[Excerpts from a pointing dataset]
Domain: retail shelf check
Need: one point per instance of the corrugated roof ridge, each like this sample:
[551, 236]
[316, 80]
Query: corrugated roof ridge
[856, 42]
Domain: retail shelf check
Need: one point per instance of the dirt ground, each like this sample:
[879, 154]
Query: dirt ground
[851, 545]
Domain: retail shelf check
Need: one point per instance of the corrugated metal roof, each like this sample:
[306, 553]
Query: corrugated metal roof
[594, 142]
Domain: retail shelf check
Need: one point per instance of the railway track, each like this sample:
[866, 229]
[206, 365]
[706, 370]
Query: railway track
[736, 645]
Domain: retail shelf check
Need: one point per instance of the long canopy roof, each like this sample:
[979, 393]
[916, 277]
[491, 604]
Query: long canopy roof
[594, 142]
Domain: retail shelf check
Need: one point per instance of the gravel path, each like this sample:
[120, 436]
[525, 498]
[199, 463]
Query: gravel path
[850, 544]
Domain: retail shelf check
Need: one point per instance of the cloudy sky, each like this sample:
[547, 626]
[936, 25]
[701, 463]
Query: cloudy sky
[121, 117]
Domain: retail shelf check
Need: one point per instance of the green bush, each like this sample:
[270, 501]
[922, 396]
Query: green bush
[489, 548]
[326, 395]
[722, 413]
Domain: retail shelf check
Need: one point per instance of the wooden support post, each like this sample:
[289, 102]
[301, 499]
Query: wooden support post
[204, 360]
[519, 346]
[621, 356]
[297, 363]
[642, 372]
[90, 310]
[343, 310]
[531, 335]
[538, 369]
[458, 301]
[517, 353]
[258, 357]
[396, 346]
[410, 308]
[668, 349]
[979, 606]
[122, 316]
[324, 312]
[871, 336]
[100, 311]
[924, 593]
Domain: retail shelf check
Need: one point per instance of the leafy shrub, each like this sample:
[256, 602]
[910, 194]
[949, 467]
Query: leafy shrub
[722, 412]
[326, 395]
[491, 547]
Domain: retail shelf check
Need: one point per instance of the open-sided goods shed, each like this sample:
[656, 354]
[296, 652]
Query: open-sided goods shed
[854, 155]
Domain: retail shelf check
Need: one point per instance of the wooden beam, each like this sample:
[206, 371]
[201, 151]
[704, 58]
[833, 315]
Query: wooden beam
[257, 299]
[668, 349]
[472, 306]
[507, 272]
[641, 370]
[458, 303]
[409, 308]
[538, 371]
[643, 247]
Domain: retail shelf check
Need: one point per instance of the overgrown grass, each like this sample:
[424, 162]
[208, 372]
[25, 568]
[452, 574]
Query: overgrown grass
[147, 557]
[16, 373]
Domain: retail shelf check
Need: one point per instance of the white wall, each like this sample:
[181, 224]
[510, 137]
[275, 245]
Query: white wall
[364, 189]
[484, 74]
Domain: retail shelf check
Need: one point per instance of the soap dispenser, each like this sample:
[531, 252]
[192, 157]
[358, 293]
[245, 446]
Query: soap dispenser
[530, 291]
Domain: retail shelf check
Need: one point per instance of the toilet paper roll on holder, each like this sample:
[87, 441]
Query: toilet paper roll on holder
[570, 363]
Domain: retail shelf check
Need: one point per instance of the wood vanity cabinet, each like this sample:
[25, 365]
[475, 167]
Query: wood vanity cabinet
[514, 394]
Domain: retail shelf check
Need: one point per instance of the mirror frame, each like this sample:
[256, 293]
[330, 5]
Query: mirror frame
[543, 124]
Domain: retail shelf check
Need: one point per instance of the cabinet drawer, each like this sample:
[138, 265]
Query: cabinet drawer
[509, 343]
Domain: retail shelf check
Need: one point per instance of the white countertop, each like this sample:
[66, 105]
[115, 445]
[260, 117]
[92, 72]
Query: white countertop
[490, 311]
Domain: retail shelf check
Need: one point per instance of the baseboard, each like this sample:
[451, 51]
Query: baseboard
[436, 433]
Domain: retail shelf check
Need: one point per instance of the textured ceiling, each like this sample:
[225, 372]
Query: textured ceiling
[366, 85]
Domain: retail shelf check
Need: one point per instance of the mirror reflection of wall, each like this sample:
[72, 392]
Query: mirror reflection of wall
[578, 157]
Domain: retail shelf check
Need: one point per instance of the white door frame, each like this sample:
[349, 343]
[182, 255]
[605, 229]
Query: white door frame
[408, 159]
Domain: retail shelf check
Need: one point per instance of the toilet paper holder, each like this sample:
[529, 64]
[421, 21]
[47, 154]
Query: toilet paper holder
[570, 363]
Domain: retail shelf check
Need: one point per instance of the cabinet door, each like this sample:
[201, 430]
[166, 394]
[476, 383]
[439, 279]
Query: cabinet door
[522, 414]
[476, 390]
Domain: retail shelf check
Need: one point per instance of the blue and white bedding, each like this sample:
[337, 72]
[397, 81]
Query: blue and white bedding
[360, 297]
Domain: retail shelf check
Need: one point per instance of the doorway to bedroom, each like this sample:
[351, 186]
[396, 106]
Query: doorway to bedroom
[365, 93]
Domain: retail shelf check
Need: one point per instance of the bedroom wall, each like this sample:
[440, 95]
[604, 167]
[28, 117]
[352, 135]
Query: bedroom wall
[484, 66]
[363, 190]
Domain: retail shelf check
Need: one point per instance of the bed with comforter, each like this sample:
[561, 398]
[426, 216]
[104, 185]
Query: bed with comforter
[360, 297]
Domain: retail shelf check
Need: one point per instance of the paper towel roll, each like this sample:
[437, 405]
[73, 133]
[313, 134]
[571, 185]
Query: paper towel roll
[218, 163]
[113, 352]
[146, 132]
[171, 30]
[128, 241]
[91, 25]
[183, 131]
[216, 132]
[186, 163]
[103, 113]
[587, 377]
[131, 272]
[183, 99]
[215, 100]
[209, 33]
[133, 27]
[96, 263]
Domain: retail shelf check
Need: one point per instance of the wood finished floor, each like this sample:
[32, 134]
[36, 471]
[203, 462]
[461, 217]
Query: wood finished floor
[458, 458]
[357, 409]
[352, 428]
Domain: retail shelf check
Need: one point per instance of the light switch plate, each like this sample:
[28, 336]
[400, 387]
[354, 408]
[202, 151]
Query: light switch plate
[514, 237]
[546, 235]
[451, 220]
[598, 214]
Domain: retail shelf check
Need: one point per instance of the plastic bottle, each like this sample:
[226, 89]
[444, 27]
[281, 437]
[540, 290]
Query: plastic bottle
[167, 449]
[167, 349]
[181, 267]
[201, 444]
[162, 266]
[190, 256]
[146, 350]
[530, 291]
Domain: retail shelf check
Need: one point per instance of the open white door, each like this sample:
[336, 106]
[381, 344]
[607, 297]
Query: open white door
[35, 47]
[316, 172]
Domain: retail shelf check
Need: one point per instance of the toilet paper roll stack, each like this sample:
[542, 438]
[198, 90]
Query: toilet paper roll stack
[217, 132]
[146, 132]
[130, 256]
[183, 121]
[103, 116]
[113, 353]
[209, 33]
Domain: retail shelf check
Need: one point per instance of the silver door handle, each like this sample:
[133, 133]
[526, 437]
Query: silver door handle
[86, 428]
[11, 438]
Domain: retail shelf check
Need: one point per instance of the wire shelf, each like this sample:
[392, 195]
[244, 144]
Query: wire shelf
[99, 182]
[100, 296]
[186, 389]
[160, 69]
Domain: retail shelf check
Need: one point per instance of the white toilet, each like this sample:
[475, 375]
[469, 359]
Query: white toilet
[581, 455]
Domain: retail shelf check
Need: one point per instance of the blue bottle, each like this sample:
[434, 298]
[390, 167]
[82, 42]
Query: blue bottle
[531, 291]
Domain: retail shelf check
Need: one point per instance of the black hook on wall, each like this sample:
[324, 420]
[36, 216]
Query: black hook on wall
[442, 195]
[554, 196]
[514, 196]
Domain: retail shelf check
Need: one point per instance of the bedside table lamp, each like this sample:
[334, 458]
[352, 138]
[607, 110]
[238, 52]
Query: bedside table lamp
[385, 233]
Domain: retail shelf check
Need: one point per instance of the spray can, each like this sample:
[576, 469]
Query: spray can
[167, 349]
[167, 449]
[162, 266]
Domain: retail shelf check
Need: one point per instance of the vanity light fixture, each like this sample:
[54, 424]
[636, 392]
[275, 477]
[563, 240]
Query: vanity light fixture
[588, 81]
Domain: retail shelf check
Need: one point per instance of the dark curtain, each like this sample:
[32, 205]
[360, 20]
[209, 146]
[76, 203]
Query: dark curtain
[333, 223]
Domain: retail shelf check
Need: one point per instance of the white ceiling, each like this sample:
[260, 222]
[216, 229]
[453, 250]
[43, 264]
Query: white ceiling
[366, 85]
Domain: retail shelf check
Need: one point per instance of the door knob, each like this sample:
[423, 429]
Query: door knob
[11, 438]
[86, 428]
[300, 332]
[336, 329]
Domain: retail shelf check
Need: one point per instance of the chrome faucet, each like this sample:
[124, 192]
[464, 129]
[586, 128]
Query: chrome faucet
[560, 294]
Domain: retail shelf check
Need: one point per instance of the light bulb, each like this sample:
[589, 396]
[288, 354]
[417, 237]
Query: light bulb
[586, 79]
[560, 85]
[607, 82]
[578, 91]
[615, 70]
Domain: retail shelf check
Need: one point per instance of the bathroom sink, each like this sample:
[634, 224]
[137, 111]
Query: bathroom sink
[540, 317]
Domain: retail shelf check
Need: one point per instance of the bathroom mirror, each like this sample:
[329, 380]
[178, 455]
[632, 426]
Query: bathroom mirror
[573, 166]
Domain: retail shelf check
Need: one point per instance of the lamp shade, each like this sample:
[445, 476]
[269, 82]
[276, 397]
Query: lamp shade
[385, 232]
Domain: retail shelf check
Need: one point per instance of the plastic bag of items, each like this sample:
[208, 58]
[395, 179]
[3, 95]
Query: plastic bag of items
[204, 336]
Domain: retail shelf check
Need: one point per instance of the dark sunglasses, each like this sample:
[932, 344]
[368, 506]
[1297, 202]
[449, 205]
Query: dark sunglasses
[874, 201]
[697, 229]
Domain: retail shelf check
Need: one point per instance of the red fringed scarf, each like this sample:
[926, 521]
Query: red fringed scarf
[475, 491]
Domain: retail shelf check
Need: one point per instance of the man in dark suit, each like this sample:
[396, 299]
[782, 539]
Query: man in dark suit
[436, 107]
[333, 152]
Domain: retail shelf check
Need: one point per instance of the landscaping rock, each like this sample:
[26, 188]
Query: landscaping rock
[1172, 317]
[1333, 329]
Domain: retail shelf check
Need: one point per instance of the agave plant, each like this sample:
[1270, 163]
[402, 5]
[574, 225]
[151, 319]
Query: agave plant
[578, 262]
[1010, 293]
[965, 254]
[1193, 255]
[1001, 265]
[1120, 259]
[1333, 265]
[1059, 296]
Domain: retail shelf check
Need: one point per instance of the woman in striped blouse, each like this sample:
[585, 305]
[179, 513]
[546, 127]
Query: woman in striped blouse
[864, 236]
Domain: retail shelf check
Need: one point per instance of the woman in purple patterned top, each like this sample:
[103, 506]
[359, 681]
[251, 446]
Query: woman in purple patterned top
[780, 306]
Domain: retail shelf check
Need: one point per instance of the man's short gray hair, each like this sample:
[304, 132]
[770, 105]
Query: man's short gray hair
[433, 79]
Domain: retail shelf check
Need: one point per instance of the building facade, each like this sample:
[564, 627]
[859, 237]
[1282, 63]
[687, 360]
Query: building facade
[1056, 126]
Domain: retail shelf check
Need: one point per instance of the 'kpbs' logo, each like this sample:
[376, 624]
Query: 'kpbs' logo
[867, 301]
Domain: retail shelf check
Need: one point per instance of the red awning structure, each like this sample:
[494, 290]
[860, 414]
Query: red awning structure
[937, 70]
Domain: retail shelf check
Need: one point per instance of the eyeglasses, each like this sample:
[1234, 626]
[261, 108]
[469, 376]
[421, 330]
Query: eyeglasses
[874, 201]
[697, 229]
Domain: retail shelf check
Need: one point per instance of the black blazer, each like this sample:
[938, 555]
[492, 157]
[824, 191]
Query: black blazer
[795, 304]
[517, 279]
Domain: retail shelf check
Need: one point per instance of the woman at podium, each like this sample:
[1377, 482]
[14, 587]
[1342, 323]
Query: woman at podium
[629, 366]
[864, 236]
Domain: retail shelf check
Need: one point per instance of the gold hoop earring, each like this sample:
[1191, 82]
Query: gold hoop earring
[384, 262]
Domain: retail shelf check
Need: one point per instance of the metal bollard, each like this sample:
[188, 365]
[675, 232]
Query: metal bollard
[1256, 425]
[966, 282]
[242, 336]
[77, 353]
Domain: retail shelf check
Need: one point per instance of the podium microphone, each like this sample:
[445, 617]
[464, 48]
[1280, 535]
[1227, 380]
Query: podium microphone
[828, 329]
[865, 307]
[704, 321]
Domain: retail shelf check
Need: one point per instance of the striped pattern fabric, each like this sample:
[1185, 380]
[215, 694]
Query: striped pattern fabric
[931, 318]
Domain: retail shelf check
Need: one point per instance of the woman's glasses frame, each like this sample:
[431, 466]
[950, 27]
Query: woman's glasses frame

• **TASK TO COMPLETE**
Extract every line of the data above that contains the string "structure".

• **EXPECTED OUTPUT**
Need: one point per instance of the red awning structure, each like this sample:
Query: red awning structure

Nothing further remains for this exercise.